The exercise: Copy every line, leaving nothing out and adding nothing.
[begin Source data]
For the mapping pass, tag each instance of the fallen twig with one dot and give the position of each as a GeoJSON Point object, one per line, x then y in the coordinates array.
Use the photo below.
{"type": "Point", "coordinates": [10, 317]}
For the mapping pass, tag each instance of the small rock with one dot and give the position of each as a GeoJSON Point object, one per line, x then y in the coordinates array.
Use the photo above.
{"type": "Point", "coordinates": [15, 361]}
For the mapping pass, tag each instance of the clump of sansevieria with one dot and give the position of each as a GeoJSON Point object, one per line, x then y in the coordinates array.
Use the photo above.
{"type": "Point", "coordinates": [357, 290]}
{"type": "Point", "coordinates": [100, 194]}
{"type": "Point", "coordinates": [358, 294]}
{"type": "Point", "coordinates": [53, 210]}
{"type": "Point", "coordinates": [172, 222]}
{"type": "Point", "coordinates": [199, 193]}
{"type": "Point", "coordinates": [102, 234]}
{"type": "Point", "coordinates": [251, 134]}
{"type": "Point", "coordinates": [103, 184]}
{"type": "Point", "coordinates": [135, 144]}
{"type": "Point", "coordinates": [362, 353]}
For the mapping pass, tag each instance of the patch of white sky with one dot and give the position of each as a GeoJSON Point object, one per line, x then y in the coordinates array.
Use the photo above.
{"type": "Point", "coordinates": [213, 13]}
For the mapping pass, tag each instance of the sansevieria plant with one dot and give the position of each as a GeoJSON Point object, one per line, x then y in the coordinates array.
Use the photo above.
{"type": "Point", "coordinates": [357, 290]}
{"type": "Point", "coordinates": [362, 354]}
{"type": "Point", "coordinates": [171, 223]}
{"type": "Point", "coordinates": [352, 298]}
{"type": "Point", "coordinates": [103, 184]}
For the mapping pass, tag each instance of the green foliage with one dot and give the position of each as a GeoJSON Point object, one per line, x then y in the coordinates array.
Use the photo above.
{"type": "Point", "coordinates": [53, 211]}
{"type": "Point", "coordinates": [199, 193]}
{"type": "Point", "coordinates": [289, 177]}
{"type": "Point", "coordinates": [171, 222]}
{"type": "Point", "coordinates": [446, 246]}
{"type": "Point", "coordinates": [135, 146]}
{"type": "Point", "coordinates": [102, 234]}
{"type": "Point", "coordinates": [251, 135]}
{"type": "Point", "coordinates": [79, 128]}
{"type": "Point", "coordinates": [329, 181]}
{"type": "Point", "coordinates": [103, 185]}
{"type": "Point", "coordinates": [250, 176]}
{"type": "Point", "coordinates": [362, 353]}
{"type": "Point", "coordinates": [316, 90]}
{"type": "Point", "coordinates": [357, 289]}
[end Source data]
Response for this exercise:
For the mapping pass, tag each instance of the fallen twig with one dot and give the position of each as a GeoJSON Point object, one per line, x then y in the coordinates array.
Use the photo below.
{"type": "Point", "coordinates": [10, 317]}
For the mapping pass, tag each instance of the small rock with one dot and give the position of each as a GeoJSON Point object, one per line, x then y in the coordinates array.
Use the photo above.
{"type": "Point", "coordinates": [15, 361]}
For the mapping pass, tag each instance of the clump of sansevieria with one dot and give the position of each as a GeoJSON Point object, one per line, x then y in the coordinates array.
Use the photo above.
{"type": "Point", "coordinates": [357, 290]}
{"type": "Point", "coordinates": [100, 194]}
{"type": "Point", "coordinates": [358, 294]}
{"type": "Point", "coordinates": [53, 210]}
{"type": "Point", "coordinates": [172, 222]}
{"type": "Point", "coordinates": [199, 193]}
{"type": "Point", "coordinates": [102, 234]}
{"type": "Point", "coordinates": [251, 134]}
{"type": "Point", "coordinates": [103, 184]}
{"type": "Point", "coordinates": [135, 144]}
{"type": "Point", "coordinates": [362, 353]}
For the mapping pass, tag each instance of the patch of white sky with one dot and give the position of each as a GeoJSON Point object, one per line, x then y in the coordinates array.
Use the photo above.
{"type": "Point", "coordinates": [213, 13]}
For the mapping pass, tag each instance of the sansevieria plant with one dot and give the position of each as a GeoJSON Point object, one per line, x then y in the coordinates array.
Use the photo above.
{"type": "Point", "coordinates": [357, 290]}
{"type": "Point", "coordinates": [362, 354]}
{"type": "Point", "coordinates": [171, 223]}
{"type": "Point", "coordinates": [352, 298]}
{"type": "Point", "coordinates": [103, 184]}
For the mapping pass, tag each instance of the green foliage with one dot and give the position of each as a GeoJSON Point object, one per line, x then y in the coordinates array.
Use the photo above.
{"type": "Point", "coordinates": [53, 211]}
{"type": "Point", "coordinates": [199, 193]}
{"type": "Point", "coordinates": [289, 177]}
{"type": "Point", "coordinates": [171, 222]}
{"type": "Point", "coordinates": [446, 246]}
{"type": "Point", "coordinates": [135, 146]}
{"type": "Point", "coordinates": [102, 234]}
{"type": "Point", "coordinates": [251, 135]}
{"type": "Point", "coordinates": [79, 128]}
{"type": "Point", "coordinates": [329, 181]}
{"type": "Point", "coordinates": [103, 185]}
{"type": "Point", "coordinates": [250, 176]}
{"type": "Point", "coordinates": [362, 353]}
{"type": "Point", "coordinates": [316, 90]}
{"type": "Point", "coordinates": [357, 289]}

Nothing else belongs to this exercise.